Question N° : 74864 de M. Claude Bartolone (Socialiste, radical, citoyen et divers gauche – Seine-Saint-Denis)
Texte de la question
M. Claude Bartolone attire l’attention de M. le secrétaire d’État à la défense et aux anciens combattants sur l’annonce qu’il a faite, le 5 décembre 2009, du projet visant à faire inscrire les noms des victimes du drame de la rue d’Isly, le 26 mars 1962, sur la colonne centrale du mémorial national de la guerre d’Algérie situé quai Branly à Paris.
La fédération nationale des anciens combattants en Algérie, Maroc et Tunisie (FNACA), et singulièrement le comité départemental de la Seine-Saint-Denis fort de 5 500 adhérents, considère ce projet comme une véritable insulte à l’armée française restée loyale à la République.
La manifestation qui s’est déroulée le 26 mars 1962 a en effet été organisée par un groupe affilié à l’OAS.
Si l’on peut regretter fortement que la force publique ait été obligée de riposter à des tirs dirigés contre elle, faisant ainsi plusieurs victimes parmi les manifestants, il paraît très peu opportun d’inscrire le nom de ces victimes aux côtés de citoyens « morts pour la France » entre 1952 et 1962.

* _Extraits de données_:
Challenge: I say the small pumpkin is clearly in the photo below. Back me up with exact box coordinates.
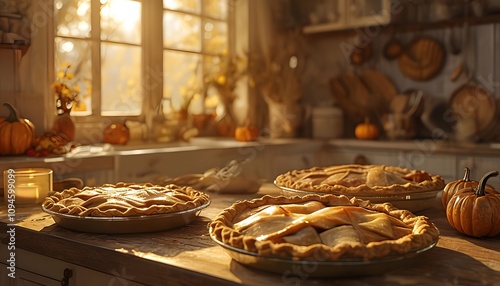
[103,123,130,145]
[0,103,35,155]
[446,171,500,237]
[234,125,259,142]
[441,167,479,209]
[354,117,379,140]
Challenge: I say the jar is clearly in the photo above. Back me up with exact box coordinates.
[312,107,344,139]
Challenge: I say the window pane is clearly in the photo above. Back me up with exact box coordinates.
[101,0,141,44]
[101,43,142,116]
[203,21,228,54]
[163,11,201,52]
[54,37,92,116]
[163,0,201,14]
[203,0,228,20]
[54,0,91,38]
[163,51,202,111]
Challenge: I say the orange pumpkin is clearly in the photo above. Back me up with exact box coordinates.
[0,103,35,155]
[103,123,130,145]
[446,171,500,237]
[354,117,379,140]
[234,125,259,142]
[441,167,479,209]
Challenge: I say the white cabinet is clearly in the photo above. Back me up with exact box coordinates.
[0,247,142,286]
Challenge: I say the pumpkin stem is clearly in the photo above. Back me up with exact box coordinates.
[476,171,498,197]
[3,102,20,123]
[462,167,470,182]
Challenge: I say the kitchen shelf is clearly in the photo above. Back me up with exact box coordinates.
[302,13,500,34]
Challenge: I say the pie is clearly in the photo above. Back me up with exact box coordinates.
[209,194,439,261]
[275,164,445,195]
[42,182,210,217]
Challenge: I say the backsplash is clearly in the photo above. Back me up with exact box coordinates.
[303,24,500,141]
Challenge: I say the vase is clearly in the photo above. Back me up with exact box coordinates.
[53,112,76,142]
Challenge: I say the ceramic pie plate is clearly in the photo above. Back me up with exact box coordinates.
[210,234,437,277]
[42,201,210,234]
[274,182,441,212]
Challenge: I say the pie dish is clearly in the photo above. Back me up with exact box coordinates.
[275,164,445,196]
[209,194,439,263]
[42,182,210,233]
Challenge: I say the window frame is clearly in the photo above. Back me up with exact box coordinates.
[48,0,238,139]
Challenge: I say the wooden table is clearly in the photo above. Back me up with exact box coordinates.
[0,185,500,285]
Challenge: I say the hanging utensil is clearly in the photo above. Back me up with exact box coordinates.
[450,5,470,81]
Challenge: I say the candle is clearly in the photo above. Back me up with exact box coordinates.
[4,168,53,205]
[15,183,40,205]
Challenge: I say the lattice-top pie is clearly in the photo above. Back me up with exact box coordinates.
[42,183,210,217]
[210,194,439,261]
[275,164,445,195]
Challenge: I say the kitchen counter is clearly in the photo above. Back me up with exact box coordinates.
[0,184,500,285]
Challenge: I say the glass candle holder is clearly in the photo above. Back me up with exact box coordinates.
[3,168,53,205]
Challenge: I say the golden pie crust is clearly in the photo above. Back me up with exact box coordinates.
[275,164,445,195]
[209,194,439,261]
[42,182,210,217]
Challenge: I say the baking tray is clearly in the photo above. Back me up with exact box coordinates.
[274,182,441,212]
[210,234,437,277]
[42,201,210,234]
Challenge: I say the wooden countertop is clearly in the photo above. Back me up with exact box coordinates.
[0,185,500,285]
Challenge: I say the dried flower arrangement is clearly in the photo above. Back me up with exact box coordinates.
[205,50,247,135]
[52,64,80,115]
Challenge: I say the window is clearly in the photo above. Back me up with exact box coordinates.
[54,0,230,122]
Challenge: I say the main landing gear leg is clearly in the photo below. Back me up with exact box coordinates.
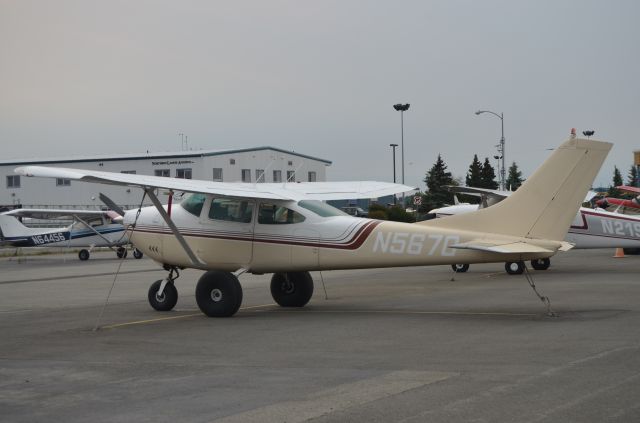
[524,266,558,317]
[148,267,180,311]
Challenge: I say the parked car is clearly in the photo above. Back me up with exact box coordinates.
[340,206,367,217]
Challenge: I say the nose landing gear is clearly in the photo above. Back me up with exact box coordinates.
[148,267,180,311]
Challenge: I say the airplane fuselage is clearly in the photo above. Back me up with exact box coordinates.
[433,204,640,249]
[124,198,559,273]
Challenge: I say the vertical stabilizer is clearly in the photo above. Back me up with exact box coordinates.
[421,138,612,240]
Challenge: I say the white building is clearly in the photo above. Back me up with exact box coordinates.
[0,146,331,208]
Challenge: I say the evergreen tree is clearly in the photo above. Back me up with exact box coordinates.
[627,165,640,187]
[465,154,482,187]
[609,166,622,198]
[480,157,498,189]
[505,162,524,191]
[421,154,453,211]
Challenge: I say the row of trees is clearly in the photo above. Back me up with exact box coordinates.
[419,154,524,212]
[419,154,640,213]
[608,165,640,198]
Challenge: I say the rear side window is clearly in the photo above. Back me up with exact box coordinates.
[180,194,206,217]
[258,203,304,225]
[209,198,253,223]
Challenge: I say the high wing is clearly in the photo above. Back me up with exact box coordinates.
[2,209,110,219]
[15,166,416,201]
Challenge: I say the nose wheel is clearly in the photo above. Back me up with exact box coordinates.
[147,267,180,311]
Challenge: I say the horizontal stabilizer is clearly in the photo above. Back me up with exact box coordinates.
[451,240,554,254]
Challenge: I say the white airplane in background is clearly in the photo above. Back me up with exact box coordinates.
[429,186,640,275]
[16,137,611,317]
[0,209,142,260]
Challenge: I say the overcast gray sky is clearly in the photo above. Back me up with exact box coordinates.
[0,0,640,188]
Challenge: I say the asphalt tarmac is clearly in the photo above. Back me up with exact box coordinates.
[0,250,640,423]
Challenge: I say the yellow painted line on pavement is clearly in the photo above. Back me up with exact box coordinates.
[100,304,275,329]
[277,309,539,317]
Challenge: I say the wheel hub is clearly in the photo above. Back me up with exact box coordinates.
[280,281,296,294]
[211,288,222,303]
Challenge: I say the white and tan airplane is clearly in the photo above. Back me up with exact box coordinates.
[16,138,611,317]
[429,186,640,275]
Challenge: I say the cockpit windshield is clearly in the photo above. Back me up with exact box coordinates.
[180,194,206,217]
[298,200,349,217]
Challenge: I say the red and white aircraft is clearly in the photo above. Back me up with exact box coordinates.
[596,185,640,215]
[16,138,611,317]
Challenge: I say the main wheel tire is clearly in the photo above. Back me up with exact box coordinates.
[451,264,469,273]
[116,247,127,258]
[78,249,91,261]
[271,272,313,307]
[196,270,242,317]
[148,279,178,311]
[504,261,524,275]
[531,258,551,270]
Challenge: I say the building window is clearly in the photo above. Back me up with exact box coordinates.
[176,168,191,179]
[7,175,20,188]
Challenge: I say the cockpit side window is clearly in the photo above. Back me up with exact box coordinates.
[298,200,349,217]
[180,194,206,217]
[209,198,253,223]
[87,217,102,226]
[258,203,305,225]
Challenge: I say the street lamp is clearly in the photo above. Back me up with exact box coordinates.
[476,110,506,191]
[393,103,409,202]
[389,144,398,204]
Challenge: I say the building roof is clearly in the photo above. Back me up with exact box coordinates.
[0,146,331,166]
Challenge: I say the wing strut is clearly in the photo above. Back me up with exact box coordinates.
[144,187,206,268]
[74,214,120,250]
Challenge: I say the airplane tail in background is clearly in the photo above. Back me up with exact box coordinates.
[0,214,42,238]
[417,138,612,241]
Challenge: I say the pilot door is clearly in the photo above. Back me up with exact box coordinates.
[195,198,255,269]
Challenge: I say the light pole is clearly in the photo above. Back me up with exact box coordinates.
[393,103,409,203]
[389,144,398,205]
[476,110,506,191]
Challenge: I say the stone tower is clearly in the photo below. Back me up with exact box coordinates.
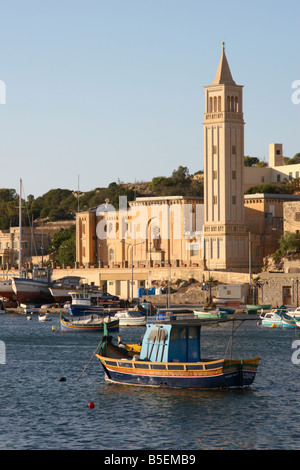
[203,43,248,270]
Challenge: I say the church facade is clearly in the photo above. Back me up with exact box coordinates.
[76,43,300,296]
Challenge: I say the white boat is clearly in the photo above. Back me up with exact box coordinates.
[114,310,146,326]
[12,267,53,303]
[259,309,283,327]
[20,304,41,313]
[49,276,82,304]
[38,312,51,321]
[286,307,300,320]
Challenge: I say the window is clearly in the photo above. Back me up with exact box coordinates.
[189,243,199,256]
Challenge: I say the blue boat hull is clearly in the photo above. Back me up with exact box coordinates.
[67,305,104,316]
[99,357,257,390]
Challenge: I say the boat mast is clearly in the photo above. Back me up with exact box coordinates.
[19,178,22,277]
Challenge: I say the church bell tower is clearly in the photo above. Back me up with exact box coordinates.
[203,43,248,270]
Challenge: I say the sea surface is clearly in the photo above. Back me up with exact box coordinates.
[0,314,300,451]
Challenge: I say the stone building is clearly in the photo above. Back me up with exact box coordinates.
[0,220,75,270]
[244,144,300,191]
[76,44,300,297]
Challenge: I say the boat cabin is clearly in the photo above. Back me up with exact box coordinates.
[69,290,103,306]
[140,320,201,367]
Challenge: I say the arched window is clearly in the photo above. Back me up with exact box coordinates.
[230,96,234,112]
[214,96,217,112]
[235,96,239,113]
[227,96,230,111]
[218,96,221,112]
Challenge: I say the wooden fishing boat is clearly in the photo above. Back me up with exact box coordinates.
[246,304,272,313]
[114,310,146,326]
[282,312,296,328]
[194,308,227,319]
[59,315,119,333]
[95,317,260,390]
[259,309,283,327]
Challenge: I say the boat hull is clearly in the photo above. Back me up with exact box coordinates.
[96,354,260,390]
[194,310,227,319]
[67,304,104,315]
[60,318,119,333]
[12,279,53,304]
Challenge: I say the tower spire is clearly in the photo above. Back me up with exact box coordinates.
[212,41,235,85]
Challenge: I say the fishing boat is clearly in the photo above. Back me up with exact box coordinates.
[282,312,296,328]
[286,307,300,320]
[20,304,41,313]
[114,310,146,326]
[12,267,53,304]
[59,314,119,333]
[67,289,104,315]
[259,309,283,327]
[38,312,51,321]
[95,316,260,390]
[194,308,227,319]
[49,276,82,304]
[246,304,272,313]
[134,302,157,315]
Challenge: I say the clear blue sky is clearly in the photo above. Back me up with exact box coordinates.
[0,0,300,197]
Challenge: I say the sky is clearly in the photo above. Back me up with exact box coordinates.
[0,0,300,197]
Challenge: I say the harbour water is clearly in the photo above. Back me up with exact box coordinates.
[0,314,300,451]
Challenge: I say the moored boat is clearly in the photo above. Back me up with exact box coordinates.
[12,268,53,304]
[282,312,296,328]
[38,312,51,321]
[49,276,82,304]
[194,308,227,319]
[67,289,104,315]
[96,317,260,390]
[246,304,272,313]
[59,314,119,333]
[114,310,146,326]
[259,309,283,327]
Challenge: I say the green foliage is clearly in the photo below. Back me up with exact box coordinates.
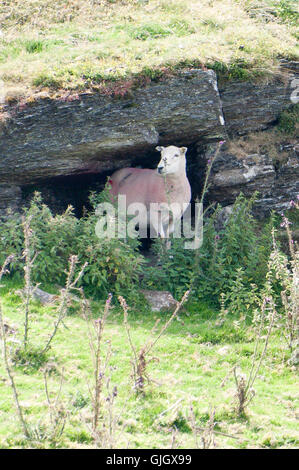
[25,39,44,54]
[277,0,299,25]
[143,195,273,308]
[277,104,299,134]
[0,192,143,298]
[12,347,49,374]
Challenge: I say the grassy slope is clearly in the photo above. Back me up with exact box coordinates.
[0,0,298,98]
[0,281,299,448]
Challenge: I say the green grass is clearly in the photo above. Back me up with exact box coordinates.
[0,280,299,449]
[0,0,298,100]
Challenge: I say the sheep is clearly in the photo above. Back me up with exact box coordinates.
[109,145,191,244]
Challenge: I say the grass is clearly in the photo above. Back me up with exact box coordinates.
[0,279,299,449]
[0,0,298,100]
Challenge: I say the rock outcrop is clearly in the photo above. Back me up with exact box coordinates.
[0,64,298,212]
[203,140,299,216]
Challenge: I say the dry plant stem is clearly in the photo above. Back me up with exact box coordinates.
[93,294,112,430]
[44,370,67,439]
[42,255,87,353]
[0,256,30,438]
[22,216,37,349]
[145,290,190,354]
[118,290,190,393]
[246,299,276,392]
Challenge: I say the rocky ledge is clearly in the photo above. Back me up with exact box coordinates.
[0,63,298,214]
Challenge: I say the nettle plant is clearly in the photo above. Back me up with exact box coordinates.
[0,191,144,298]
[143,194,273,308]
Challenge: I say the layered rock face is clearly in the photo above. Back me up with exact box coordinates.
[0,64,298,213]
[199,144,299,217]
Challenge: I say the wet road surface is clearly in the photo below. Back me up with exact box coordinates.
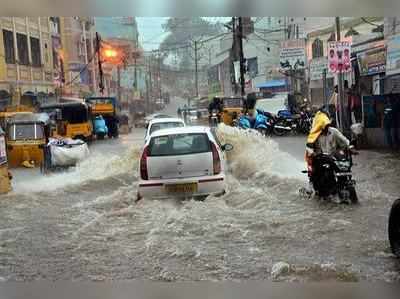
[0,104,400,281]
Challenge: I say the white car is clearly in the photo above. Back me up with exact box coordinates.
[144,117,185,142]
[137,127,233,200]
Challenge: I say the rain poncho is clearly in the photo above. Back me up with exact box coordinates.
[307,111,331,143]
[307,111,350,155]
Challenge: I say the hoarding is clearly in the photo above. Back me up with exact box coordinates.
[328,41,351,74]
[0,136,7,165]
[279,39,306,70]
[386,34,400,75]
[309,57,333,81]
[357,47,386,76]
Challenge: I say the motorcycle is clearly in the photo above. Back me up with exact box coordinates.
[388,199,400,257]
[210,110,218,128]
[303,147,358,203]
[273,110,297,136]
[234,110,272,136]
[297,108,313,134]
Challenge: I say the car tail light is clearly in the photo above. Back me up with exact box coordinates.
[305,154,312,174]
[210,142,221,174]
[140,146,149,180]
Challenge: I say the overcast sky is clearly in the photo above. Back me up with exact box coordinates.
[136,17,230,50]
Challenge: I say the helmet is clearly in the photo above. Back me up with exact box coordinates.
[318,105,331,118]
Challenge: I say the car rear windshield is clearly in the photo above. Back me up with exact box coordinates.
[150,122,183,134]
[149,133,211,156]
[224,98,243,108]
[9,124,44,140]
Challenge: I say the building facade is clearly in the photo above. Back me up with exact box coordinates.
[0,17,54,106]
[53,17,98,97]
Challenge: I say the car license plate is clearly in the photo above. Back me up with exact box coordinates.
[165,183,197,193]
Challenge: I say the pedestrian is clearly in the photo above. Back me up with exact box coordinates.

* _À compléter_:
A – Relevez mot pour mot, dans le texte sur le drame de la rue d'Isly, le passage qui va de « Question N° : 74864 » à « affilié à l’OAS. ».
B – Écrivez la suite du texte sur le drame de la rue d'Isly, après sa dernière phrase.
Les lignes ci-dessus forment un matériau à part, distinct du texte.

* _Corrigé des exercices_:
A –
Question N° : 74864 de M. Claude Bartolone (Socialiste, radical, citoyen et divers gauche – Seine-Saint-Denis)
Texte de la question
M. Claude Bartolone attire l’attention de M. le secrétaire d’État à la défense et aux anciens combattants sur l’annonce qu’il a faite, le 5 décembre 2009, du projet visant à faire inscrire les noms des victimes du drame de la rue d’Isly, le 26 mars 1962, sur la colonne centrale du mémorial national de la guerre d’Algérie situé quai Branly à Paris.
La fédération nationale des anciens combattants en Algérie, Maroc et Tunisie (FNACA), et singulièrement le comité départemental de la Seine-Saint-Denis fort de 5 500 adhérents, considère ce projet comme une véritable insulte à l’armée française restée loyale à la République.
La manifestation qui s’est déroulée le 26 mars 1962 a en effet été organisée par un groupe affilié à l’OAS.

B –
Il lui demande donc quelles justifications le Gouvernement apporte à cette annonce et ce qu’il entend faire pour prendre en compte les légitimes observations des anciens combattants.
Texte de la réponse
Dès son inauguration le 5 décembre 2002 par le Président de la République, le mémorial du quai Branly, à Paris, a été dédié aux combattants morts pour la France et aux supplétifs tués après le cessez-le-feu.
Le décret n° 2003-925 du 26 septembre 2003 a institué une journée nationale d’hommage aux « morts pour la France » pendant la guerre d’Algérie et les combats du Maroc et de la Tunisie, le 5 décembre de chaque année.
La loi n° 2005-158 du 23 février 2005 portant reconnaissance de la Nation et contribution nationale en faveur des Français rapatriés associe à cet hommage les personnes disparues et les populations civiles victimes de massacres ou d’exactions commis durant la guerre d’Algérie et après le 19 mars 1962 en violation des accords d’Évian, ainsi que les victimes civiles des combats du Maroc et de la Tunisie.
La plaque alors apposée à côté de la colonne bleue du mémorial rappelle la volonté du législateur.
La décision que le secrétaire d’État à la défense et aux anciens combattants a prise consiste à ce que les noms des civils français, victimes innocentes de la guerre d’Algérie, puissent être affichés sur le monument au lieu de faire l’objet d’une seule mention collective sur cette plaque.
Pour qu’elles ne soient pas confondues avec les combattants morts pour la France, leurs noms apparaîtront sur la colonne blanche du monument, les colonnes bleue et rouge restant, comme aujourd’hui, dédiées aux morts pour la France.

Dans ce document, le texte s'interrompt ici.